GIVEN TASK A → Name every wireless connectivity technology that the article on measuring customer experience in wireless networks calls expensive mainly because of licensed bandwidth.

How to measure real CX -Customer Experience- across and in wireless technologies?
Disclaimer: The opinions and ideas expressed in this article are my own and do not necessarily represent those of my employer.
The Internet has become a tool used across the globe to communicate, learn, teach and conduct businesses. The Wireless for Communities model (W4C) empowered a holistic approach to communication worldwide by empowering communities everywhere with digital skills and tools. By building wireless networks managed by the communities to secure the community’s benefits for optimal internet connectivity. Most wireless connectivity technologies like UMTS, LTE, and 5G NR are expensive mainly because of the licensed bandwidth. Communities needed something faster, cheaper, and more dynamic. Thus new carrier-grade services emerged using the unlicensed radio spectrum. The most notable technology is a non-3GPP technology based on IEEE 802.11 equipment we all know as Wi-Fi. Wi-Fi uses free, unlicensed RF bandwidth, which makes it inexpensive. Therefore under-served communities worldwide are now connected and empowered at the same time using this cheap technology. Mobile phone data offloading motivated many service providers to build their massive Wi-Fi networks. However, some challenges remain. While the technical issues of deploying 802.11 wireless networks and mesh wireless networks have been mainly solved, there remains the need for significant work on identifying quality and customer experience and mobility challenges, especially when compared with the other 3GPP technologies.

[Entries from a pointing dataset]
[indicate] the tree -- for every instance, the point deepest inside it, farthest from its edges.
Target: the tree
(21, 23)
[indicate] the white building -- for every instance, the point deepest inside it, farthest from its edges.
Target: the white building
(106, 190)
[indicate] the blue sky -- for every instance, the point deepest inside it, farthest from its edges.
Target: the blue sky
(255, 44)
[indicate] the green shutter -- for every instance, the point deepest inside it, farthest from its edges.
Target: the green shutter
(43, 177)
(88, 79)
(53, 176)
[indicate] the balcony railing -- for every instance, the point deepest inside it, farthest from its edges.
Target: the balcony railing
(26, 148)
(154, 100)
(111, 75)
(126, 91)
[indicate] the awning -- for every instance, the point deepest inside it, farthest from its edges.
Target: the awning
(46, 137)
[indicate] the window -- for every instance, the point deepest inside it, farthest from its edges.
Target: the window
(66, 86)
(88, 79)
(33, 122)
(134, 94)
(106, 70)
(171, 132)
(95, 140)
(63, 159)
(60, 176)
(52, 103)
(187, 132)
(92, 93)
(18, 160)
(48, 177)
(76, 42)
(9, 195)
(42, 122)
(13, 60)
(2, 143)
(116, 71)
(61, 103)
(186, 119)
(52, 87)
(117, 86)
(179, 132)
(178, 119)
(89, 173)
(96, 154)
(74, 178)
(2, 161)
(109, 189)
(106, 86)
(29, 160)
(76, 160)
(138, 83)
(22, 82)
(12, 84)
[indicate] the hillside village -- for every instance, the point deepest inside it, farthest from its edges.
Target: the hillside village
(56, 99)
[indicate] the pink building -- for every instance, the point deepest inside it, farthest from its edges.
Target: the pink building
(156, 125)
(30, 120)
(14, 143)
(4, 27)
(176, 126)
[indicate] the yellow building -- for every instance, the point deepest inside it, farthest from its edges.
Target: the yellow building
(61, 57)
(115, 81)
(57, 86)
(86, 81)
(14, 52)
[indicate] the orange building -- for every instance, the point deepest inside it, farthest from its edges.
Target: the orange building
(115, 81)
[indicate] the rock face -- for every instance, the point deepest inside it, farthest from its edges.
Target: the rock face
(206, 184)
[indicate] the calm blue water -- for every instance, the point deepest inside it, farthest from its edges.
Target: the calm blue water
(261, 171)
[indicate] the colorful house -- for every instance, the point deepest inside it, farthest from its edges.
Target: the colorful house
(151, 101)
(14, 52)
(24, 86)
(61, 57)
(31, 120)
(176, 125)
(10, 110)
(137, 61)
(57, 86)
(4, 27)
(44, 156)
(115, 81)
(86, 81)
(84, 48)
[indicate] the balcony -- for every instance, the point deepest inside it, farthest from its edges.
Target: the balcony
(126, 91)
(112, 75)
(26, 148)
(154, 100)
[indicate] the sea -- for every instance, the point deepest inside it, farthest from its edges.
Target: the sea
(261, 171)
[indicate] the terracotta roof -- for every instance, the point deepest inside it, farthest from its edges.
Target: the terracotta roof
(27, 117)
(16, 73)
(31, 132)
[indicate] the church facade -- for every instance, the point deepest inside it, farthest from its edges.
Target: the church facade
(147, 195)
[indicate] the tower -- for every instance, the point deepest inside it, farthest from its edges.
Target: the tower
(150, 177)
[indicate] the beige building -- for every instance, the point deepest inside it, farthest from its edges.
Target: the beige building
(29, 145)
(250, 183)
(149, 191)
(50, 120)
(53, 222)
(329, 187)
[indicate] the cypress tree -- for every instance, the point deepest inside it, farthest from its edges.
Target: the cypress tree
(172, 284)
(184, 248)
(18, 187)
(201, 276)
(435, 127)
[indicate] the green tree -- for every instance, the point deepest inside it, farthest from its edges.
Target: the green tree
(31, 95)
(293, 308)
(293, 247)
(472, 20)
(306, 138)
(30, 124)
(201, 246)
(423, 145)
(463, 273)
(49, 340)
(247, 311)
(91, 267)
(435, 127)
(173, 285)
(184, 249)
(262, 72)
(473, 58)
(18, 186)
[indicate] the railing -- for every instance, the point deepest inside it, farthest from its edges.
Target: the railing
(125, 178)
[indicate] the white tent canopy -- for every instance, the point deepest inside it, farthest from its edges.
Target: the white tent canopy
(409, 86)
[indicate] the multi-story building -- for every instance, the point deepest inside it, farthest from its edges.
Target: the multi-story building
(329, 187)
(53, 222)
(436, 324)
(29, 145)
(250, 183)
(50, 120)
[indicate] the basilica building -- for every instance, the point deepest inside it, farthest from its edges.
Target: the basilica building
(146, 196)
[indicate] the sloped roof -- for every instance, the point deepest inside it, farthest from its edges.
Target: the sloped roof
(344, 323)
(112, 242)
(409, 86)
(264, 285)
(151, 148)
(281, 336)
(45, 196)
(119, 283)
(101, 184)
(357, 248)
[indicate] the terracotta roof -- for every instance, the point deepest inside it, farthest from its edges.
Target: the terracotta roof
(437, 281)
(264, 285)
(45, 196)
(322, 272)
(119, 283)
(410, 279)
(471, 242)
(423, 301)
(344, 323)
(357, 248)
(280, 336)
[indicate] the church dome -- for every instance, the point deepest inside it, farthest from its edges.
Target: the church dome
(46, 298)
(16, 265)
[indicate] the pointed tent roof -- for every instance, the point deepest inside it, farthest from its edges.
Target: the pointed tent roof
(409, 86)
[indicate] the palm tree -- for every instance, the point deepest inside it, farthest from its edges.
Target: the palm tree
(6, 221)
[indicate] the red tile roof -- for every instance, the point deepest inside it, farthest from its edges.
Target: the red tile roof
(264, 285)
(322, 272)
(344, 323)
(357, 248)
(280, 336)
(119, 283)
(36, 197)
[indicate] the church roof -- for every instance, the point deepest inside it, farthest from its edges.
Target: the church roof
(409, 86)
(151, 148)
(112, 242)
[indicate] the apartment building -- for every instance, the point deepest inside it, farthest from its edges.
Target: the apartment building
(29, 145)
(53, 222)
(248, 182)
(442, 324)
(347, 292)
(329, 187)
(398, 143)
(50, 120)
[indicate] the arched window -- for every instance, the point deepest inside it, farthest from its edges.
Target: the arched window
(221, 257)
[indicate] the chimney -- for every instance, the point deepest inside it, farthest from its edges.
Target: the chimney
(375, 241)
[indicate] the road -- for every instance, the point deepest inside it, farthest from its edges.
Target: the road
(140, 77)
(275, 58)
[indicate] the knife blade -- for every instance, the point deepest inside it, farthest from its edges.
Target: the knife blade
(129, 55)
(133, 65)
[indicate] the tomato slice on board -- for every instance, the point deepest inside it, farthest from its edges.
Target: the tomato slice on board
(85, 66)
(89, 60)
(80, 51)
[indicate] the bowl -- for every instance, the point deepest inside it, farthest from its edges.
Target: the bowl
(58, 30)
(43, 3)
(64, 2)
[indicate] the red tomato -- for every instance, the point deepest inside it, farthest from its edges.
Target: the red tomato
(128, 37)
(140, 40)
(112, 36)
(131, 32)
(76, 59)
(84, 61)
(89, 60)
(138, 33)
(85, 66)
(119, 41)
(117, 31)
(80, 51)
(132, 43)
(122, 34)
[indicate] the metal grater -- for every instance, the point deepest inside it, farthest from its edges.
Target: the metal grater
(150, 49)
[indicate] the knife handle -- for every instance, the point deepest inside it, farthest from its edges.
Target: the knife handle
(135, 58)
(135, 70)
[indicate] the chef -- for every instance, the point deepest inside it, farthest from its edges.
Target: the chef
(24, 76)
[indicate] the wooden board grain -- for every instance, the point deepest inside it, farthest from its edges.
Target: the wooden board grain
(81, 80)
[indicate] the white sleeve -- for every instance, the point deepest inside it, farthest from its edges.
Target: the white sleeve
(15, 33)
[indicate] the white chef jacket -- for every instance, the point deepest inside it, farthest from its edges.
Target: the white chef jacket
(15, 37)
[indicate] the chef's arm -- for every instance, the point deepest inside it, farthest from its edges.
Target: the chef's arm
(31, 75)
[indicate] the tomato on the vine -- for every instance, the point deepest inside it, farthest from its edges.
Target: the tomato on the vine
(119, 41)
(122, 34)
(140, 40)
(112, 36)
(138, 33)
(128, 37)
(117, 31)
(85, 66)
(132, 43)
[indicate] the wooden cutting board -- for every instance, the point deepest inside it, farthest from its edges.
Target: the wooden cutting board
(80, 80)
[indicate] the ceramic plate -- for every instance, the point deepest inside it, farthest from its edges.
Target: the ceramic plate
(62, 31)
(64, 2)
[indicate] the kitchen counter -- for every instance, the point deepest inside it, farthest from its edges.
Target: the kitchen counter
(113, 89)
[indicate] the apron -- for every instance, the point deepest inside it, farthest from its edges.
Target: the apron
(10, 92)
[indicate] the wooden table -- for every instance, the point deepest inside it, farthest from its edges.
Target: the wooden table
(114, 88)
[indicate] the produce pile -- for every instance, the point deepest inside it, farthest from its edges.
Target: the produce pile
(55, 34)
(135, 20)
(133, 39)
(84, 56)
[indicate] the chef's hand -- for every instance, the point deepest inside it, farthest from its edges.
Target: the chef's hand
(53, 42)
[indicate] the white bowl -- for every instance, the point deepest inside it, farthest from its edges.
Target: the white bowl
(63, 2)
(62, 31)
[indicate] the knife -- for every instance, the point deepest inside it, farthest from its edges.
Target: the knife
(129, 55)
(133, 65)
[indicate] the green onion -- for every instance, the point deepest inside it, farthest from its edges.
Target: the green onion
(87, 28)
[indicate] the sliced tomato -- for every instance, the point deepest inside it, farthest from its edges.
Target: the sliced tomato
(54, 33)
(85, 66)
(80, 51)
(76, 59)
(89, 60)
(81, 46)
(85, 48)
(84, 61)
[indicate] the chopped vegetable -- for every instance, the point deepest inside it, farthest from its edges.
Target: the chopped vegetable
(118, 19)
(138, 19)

GIVEN TASK B → Output everything in the records from the line containing "[indicate] the apron" down to the final line of the records as a Markdown table with the columns Row and Line, leaving out blank lines.

FINAL ANSWER A → UMTS, LTE, 5G NR

FINAL ANSWER B →
| Row | Line |
|---|---|
| 1 | [indicate] the apron -- for every instance, the point deepest inside it, farthest from its edges. |
| 2 | Target: the apron |
| 3 | (10, 92) |
| 4 | [indicate] the wooden table -- for every instance, the point deepest inside it, farthest from its edges. |
| 5 | Target: the wooden table |
| 6 | (114, 88) |
| 7 | [indicate] the produce pile -- for every instance, the point deepest inside it, farthest from its edges. |
| 8 | Target: the produce pile |
| 9 | (55, 34) |
| 10 | (135, 20) |
| 11 | (133, 39) |
| 12 | (84, 56) |
| 13 | [indicate] the chef's hand -- for every instance, the point deepest inside it, farthest from its edges. |
| 14 | Target: the chef's hand |
| 15 | (53, 42) |
| 16 | [indicate] the white bowl -- for every instance, the point deepest inside it, farthest from its edges. |
| 17 | Target: the white bowl |
| 18 | (63, 2) |
| 19 | (62, 31) |
| 20 | [indicate] the knife -- for every instance, the point deepest inside it, farthest from its edges. |
| 21 | Target: the knife |
| 22 | (129, 55) |
| 23 | (133, 65) |
| 24 | [indicate] the green onion -- for every instance, the point deepest inside it, farthest from its edges. |
| 25 | Target: the green onion |
| 26 | (87, 28) |
| 27 | [indicate] the sliced tomato -- for every instance, the point deepest inside it, farthest from its edges. |
| 28 | Target: the sliced tomato |
| 29 | (54, 33) |
| 30 | (85, 66) |
| 31 | (80, 51) |
| 32 | (76, 59) |
| 33 | (89, 60) |
| 34 | (81, 46) |
| 35 | (85, 48) |
| 36 | (84, 61) |
| 37 | [indicate] the chopped vegetable -- for every instance, the point deepest inside it, farthest from its edges. |
| 38 | Target: the chopped vegetable |
| 39 | (118, 19) |
| 40 | (138, 19) |